• [REQUIRED TASK]
In the records below, locate the line containing "Would you mind annotating the wooden fence", then extract it and all following lines exactly, ending with the last line.

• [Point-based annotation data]
++++++++++

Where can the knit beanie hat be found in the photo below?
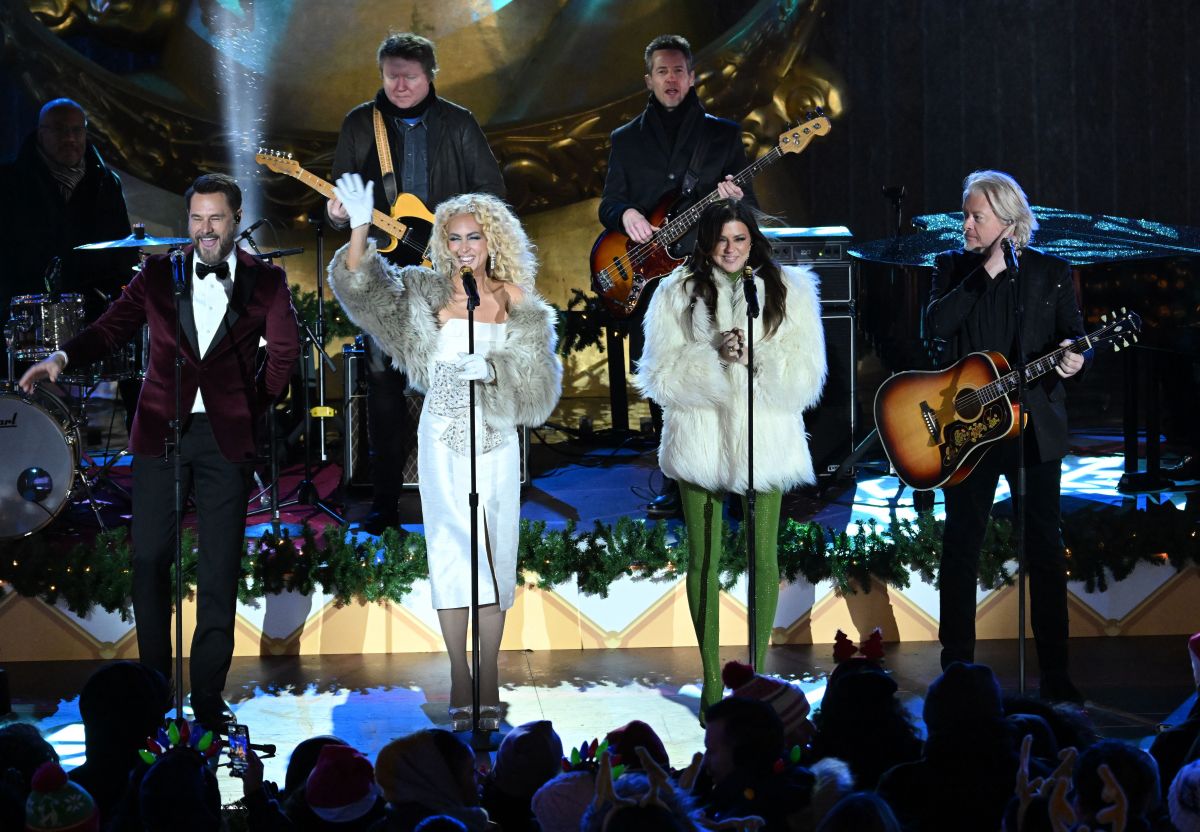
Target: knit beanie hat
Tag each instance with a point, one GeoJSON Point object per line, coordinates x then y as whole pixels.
{"type": "Point", "coordinates": [1183, 798]}
{"type": "Point", "coordinates": [961, 695]}
{"type": "Point", "coordinates": [529, 755]}
{"type": "Point", "coordinates": [787, 700]}
{"type": "Point", "coordinates": [623, 744]}
{"type": "Point", "coordinates": [57, 804]}
{"type": "Point", "coordinates": [341, 786]}
{"type": "Point", "coordinates": [561, 803]}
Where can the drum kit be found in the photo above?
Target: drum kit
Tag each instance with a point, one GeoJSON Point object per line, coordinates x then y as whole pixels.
{"type": "Point", "coordinates": [42, 462]}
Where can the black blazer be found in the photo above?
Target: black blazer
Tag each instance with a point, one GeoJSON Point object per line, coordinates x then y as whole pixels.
{"type": "Point", "coordinates": [460, 159]}
{"type": "Point", "coordinates": [1051, 313]}
{"type": "Point", "coordinates": [642, 168]}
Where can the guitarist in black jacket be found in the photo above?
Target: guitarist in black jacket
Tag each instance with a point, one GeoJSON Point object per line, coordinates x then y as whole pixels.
{"type": "Point", "coordinates": [971, 309]}
{"type": "Point", "coordinates": [672, 145]}
{"type": "Point", "coordinates": [438, 150]}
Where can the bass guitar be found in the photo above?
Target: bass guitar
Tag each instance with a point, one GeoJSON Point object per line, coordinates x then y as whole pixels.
{"type": "Point", "coordinates": [622, 269]}
{"type": "Point", "coordinates": [936, 425]}
{"type": "Point", "coordinates": [408, 228]}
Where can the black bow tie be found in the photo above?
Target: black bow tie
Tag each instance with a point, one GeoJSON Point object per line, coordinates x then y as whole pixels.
{"type": "Point", "coordinates": [221, 270]}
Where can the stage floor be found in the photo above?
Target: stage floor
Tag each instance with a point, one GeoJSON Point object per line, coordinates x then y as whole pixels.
{"type": "Point", "coordinates": [1133, 684]}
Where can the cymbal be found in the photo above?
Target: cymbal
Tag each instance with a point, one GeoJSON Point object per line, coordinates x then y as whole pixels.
{"type": "Point", "coordinates": [138, 239]}
{"type": "Point", "coordinates": [1081, 239]}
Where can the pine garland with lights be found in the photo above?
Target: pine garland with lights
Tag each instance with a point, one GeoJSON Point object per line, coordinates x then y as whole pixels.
{"type": "Point", "coordinates": [1104, 543]}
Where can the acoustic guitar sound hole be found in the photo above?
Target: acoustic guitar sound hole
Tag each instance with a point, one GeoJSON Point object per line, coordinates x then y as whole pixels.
{"type": "Point", "coordinates": [966, 405]}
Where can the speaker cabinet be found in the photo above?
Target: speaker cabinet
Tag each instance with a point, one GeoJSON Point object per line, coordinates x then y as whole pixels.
{"type": "Point", "coordinates": [832, 423]}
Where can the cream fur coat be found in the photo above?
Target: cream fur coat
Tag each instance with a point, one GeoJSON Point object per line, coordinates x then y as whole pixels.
{"type": "Point", "coordinates": [705, 403]}
{"type": "Point", "coordinates": [400, 309]}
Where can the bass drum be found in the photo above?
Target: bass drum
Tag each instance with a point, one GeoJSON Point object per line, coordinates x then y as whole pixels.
{"type": "Point", "coordinates": [37, 466]}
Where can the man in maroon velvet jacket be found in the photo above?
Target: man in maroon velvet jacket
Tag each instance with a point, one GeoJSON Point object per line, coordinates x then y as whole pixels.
{"type": "Point", "coordinates": [231, 300]}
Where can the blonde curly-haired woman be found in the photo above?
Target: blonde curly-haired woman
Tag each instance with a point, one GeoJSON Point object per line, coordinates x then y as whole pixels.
{"type": "Point", "coordinates": [419, 316]}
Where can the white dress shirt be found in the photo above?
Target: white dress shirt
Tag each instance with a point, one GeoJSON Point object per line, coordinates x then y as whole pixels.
{"type": "Point", "coordinates": [210, 300]}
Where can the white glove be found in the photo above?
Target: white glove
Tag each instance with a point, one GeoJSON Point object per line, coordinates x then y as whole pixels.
{"type": "Point", "coordinates": [474, 367]}
{"type": "Point", "coordinates": [357, 197]}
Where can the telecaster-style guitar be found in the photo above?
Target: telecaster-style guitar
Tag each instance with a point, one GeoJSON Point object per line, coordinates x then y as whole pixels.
{"type": "Point", "coordinates": [408, 227]}
{"type": "Point", "coordinates": [936, 425]}
{"type": "Point", "coordinates": [622, 269]}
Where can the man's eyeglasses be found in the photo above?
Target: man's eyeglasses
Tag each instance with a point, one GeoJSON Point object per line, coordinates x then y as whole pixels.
{"type": "Point", "coordinates": [64, 132]}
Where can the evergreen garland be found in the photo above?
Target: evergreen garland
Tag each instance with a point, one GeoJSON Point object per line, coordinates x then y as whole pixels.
{"type": "Point", "coordinates": [1103, 543]}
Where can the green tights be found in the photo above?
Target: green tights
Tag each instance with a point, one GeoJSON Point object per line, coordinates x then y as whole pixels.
{"type": "Point", "coordinates": [702, 513]}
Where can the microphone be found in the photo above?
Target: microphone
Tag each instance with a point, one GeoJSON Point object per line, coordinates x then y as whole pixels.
{"type": "Point", "coordinates": [277, 252]}
{"type": "Point", "coordinates": [245, 234]}
{"type": "Point", "coordinates": [1009, 253]}
{"type": "Point", "coordinates": [751, 291]}
{"type": "Point", "coordinates": [468, 283]}
{"type": "Point", "coordinates": [53, 276]}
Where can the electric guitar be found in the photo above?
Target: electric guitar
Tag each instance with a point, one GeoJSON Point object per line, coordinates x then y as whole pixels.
{"type": "Point", "coordinates": [622, 269]}
{"type": "Point", "coordinates": [408, 228]}
{"type": "Point", "coordinates": [936, 425]}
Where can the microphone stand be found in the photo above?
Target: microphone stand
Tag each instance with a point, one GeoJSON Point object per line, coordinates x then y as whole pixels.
{"type": "Point", "coordinates": [306, 492]}
{"type": "Point", "coordinates": [750, 520]}
{"type": "Point", "coordinates": [1020, 491]}
{"type": "Point", "coordinates": [479, 740]}
{"type": "Point", "coordinates": [177, 267]}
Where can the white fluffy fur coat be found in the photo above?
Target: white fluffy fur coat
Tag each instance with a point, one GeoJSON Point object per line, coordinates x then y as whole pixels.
{"type": "Point", "coordinates": [400, 309]}
{"type": "Point", "coordinates": [705, 403]}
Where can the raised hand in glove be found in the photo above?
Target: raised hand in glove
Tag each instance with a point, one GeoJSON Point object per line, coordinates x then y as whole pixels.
{"type": "Point", "coordinates": [474, 367]}
{"type": "Point", "coordinates": [355, 197]}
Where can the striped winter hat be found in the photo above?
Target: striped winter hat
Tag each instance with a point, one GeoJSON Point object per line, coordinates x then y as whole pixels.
{"type": "Point", "coordinates": [57, 804]}
{"type": "Point", "coordinates": [787, 700]}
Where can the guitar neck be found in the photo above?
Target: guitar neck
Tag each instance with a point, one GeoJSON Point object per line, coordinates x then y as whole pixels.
{"type": "Point", "coordinates": [679, 226]}
{"type": "Point", "coordinates": [1033, 370]}
{"type": "Point", "coordinates": [378, 219]}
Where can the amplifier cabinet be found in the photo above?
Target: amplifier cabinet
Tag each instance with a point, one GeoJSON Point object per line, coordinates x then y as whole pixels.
{"type": "Point", "coordinates": [823, 249]}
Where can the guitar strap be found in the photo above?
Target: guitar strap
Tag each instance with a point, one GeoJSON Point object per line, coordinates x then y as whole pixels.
{"type": "Point", "coordinates": [383, 147]}
{"type": "Point", "coordinates": [691, 175]}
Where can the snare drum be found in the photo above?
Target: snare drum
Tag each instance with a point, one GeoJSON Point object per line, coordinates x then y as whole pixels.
{"type": "Point", "coordinates": [37, 467]}
{"type": "Point", "coordinates": [42, 323]}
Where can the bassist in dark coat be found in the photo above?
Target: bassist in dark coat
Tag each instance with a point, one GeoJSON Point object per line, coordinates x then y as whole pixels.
{"type": "Point", "coordinates": [654, 155]}
{"type": "Point", "coordinates": [971, 309]}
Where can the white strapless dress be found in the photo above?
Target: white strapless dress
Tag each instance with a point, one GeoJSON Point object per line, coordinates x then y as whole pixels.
{"type": "Point", "coordinates": [443, 461]}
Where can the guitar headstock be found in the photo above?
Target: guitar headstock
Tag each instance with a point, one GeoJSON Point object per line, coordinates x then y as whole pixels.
{"type": "Point", "coordinates": [795, 139]}
{"type": "Point", "coordinates": [1121, 331]}
{"type": "Point", "coordinates": [277, 161]}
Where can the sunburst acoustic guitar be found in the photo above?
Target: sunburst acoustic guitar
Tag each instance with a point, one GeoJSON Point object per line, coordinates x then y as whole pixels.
{"type": "Point", "coordinates": [936, 425]}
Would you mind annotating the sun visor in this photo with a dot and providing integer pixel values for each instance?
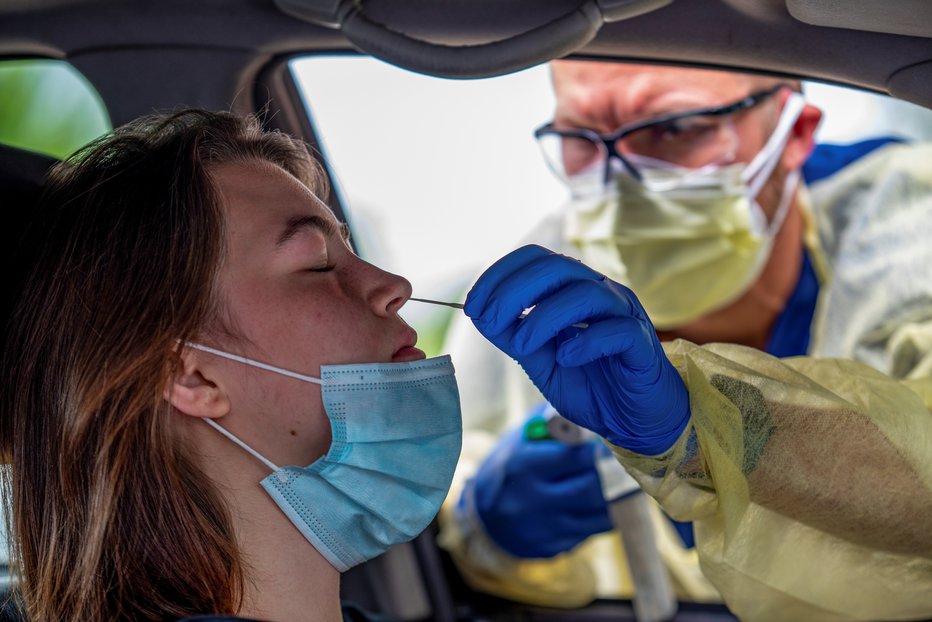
(575, 26)
(899, 17)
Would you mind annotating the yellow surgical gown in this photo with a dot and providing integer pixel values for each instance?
(809, 479)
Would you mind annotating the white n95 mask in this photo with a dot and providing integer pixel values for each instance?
(397, 434)
(686, 241)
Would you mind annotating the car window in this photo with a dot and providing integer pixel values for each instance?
(441, 177)
(48, 107)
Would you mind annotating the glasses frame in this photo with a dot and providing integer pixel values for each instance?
(609, 140)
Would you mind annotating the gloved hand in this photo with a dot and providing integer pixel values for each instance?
(611, 377)
(538, 498)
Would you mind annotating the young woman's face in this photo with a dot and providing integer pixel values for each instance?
(299, 297)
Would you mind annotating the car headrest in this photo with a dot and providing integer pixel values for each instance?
(22, 175)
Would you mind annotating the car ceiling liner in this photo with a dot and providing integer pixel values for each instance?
(558, 37)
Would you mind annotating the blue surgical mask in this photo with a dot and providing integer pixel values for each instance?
(397, 433)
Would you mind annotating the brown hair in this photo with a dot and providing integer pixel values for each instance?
(112, 518)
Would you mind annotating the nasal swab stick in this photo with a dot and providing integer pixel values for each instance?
(457, 305)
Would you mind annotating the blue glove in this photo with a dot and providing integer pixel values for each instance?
(611, 377)
(538, 498)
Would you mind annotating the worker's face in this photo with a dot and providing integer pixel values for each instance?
(606, 96)
(297, 297)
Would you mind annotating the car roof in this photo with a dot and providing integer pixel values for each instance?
(142, 55)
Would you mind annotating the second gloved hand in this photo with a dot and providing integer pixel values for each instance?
(538, 498)
(611, 377)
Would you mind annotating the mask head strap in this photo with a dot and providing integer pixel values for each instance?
(252, 363)
(759, 169)
(247, 448)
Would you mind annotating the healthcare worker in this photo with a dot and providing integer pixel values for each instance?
(798, 473)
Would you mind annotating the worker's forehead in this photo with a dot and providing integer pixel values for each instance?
(649, 81)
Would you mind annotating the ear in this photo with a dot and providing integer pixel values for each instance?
(192, 392)
(802, 138)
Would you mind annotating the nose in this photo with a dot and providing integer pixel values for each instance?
(388, 292)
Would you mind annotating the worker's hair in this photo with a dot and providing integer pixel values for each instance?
(112, 519)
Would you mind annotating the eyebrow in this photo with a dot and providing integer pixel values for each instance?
(297, 224)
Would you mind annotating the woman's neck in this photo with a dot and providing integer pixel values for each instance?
(287, 579)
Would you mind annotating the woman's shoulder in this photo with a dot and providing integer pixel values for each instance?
(351, 613)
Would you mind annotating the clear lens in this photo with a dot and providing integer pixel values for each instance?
(690, 142)
(571, 156)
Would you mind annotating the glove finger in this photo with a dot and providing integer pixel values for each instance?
(586, 300)
(478, 297)
(524, 288)
(581, 527)
(550, 460)
(630, 339)
(581, 494)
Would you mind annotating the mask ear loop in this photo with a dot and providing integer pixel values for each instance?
(274, 467)
(252, 363)
(246, 361)
(758, 171)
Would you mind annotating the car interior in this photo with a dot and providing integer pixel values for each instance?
(134, 57)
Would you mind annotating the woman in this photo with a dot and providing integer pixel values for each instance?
(183, 271)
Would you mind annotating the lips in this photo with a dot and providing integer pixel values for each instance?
(408, 353)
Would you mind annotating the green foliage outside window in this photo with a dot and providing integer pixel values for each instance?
(48, 107)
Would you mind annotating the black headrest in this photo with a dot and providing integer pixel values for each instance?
(22, 175)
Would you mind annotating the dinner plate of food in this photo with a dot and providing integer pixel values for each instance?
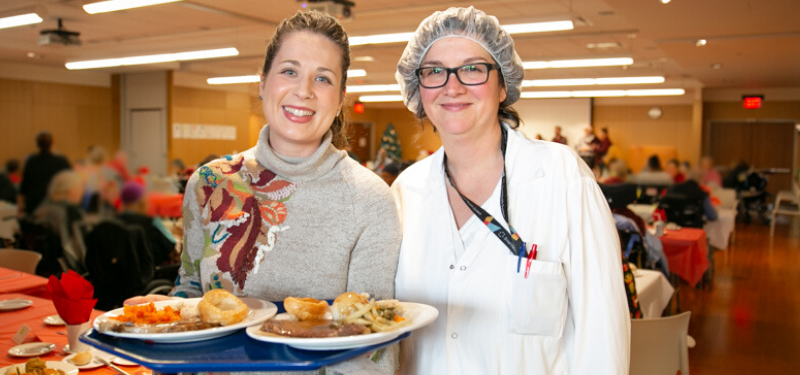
(36, 366)
(14, 304)
(352, 321)
(217, 314)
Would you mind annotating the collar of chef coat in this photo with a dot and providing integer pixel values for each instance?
(522, 162)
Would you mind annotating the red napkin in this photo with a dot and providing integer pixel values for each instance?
(72, 296)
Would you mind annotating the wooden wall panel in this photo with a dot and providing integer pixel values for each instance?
(630, 127)
(211, 107)
(77, 116)
(410, 134)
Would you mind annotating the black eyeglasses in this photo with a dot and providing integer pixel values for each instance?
(469, 75)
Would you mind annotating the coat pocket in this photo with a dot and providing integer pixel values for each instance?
(536, 305)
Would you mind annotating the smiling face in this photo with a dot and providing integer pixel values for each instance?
(456, 109)
(301, 92)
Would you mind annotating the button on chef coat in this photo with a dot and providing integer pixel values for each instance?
(484, 327)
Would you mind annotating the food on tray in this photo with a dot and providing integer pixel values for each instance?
(82, 358)
(217, 308)
(305, 308)
(353, 314)
(313, 328)
(344, 305)
(34, 366)
(221, 307)
(147, 314)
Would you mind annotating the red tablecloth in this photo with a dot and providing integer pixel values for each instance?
(687, 253)
(12, 281)
(33, 317)
(165, 205)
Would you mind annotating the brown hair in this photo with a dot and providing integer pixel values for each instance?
(329, 27)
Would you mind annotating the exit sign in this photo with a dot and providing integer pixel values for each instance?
(752, 101)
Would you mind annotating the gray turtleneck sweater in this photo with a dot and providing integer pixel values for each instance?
(266, 226)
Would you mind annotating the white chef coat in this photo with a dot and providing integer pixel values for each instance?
(570, 316)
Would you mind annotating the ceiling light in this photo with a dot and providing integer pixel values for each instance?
(577, 63)
(356, 73)
(115, 5)
(604, 45)
(380, 39)
(380, 98)
(20, 20)
(521, 28)
(600, 93)
(372, 88)
(152, 59)
(255, 78)
(234, 79)
(538, 27)
(591, 81)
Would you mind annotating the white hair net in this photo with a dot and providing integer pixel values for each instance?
(469, 23)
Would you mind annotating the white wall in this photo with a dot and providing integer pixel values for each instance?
(144, 92)
(542, 115)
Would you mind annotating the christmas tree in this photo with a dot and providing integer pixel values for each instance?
(390, 143)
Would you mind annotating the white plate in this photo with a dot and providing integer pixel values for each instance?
(14, 304)
(94, 363)
(33, 349)
(54, 320)
(259, 312)
(66, 367)
(123, 362)
(420, 315)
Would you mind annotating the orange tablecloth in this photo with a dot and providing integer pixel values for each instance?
(33, 317)
(12, 281)
(165, 205)
(687, 253)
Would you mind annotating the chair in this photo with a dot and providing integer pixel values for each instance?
(682, 210)
(728, 201)
(649, 194)
(120, 264)
(619, 195)
(786, 203)
(20, 260)
(661, 346)
(46, 242)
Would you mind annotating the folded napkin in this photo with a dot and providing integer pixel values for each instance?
(72, 296)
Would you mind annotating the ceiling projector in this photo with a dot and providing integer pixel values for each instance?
(340, 9)
(59, 36)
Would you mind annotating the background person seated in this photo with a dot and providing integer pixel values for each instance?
(61, 213)
(652, 174)
(134, 212)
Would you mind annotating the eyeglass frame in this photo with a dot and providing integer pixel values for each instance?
(455, 71)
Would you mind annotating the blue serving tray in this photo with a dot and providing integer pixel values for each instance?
(235, 352)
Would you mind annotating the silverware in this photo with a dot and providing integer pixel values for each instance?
(109, 364)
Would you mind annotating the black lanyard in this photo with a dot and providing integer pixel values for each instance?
(510, 239)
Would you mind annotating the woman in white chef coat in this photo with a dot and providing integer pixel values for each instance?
(503, 308)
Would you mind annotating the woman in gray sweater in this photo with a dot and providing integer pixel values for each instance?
(292, 216)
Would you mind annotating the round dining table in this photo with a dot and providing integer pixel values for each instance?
(33, 316)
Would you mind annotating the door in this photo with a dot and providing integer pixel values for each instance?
(762, 145)
(147, 143)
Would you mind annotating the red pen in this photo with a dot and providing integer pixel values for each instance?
(531, 256)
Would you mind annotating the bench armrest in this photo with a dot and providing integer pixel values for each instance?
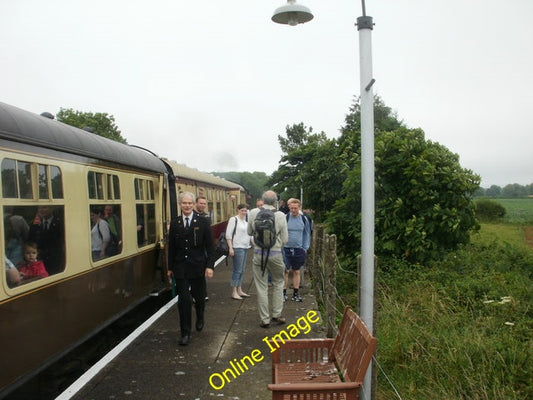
(301, 350)
(314, 387)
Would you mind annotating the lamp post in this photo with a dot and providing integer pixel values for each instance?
(293, 14)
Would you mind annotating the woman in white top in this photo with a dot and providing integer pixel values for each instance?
(238, 243)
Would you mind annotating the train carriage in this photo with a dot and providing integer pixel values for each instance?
(67, 190)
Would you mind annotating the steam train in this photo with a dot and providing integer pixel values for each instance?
(54, 179)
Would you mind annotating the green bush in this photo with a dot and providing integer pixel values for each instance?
(489, 210)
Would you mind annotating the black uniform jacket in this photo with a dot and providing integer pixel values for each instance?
(191, 250)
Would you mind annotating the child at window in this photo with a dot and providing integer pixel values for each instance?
(30, 267)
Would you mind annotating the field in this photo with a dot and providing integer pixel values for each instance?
(519, 211)
(461, 328)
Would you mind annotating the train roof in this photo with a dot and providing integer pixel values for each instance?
(181, 171)
(33, 129)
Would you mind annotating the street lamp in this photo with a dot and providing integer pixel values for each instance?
(292, 14)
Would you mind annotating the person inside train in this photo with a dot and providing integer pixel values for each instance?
(100, 234)
(238, 243)
(31, 268)
(12, 274)
(113, 220)
(16, 231)
(47, 231)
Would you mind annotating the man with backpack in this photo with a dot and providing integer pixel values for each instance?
(268, 228)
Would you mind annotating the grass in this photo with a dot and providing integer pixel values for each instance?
(461, 328)
(518, 211)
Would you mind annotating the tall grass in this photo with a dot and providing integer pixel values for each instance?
(458, 329)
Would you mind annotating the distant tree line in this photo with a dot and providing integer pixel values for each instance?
(511, 190)
(255, 183)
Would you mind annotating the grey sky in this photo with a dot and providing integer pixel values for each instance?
(213, 83)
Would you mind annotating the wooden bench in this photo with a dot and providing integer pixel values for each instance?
(323, 369)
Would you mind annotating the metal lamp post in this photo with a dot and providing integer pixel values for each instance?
(293, 14)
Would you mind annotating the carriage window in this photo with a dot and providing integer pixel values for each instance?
(57, 183)
(106, 231)
(20, 177)
(24, 175)
(43, 182)
(9, 179)
(114, 187)
(145, 209)
(103, 186)
(37, 229)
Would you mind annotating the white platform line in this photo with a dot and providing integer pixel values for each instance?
(96, 368)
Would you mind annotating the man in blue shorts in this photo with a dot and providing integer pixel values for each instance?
(294, 252)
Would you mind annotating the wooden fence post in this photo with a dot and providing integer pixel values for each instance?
(330, 263)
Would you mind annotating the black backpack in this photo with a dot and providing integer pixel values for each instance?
(265, 229)
(265, 233)
(222, 247)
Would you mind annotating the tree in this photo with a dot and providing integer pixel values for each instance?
(100, 124)
(424, 201)
(310, 164)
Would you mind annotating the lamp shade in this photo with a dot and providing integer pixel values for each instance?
(292, 14)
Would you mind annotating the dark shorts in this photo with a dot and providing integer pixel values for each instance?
(294, 258)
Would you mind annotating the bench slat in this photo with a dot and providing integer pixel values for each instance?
(323, 369)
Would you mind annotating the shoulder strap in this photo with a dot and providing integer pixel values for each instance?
(234, 229)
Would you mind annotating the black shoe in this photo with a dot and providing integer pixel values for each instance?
(200, 325)
(184, 341)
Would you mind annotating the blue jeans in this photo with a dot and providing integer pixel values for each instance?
(239, 265)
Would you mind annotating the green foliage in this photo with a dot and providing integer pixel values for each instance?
(489, 210)
(255, 183)
(309, 162)
(459, 328)
(423, 199)
(100, 124)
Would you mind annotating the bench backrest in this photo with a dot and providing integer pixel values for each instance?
(353, 348)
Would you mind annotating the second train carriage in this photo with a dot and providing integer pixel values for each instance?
(54, 173)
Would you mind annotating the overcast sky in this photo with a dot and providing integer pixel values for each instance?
(212, 83)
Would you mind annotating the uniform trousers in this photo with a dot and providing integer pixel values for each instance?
(187, 290)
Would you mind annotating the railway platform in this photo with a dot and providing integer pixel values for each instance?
(155, 366)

++++++++++

• [ANSWER TO THIS EXERCISE]
Would you mind annotating the wooden fence post in this photo with a dot and providing integer pixel values for each instance?
(330, 263)
Would you mind annotating the black backpack in this photo with a dot and providing integer pixel values for each instance?
(265, 229)
(265, 233)
(222, 247)
Would you mind annotating the tree in this photo with a dot and providing integer pixel values for each instance?
(100, 124)
(424, 201)
(310, 164)
Would you mind annotating the lamp shade in this photo with a dot and providing integer pixel values for each instance?
(292, 14)
Would you mind annotating the dark shorts in this photo with a dot and providing integer pixel values for each instance?
(294, 258)
Would you mind annotating the bench slat in this photo with a dot and providing integer pixel values for each instance?
(323, 369)
Would you mind annotating the shoulder strap in this photo with a dot and providing integer pixel values for each instance?
(234, 229)
Would you mind annotating the black shoe in this photo with a dot and providing integer pixel values for each instance?
(200, 325)
(184, 341)
Would you mind annotating the blue jeans in this photo with a dot and providing integer pixel values for each instance?
(239, 265)
Would you mind annotating the green foliage in this photo with a dot and providing integer pixel values for each instance?
(489, 210)
(255, 183)
(309, 162)
(459, 328)
(423, 199)
(100, 124)
Would you mind annotating the bench backrest in this photo with a dot and providing integer pixel values for each instance?
(353, 348)
Would you mind annotating the second train carriage in this photo with a dot and providing integer pixel values for each instance?
(54, 173)
Would you mind annotating the overcast sky in this photo with a dot and providing integer pixel values for each instance?
(212, 83)
Would you mind annotating the uniform trousers in this photo with a dot and providing integer pixel values for each instance?
(187, 290)
Would you mind annotating the railway platform in this photo with a dot and providing integer pixel values for each instance?
(155, 366)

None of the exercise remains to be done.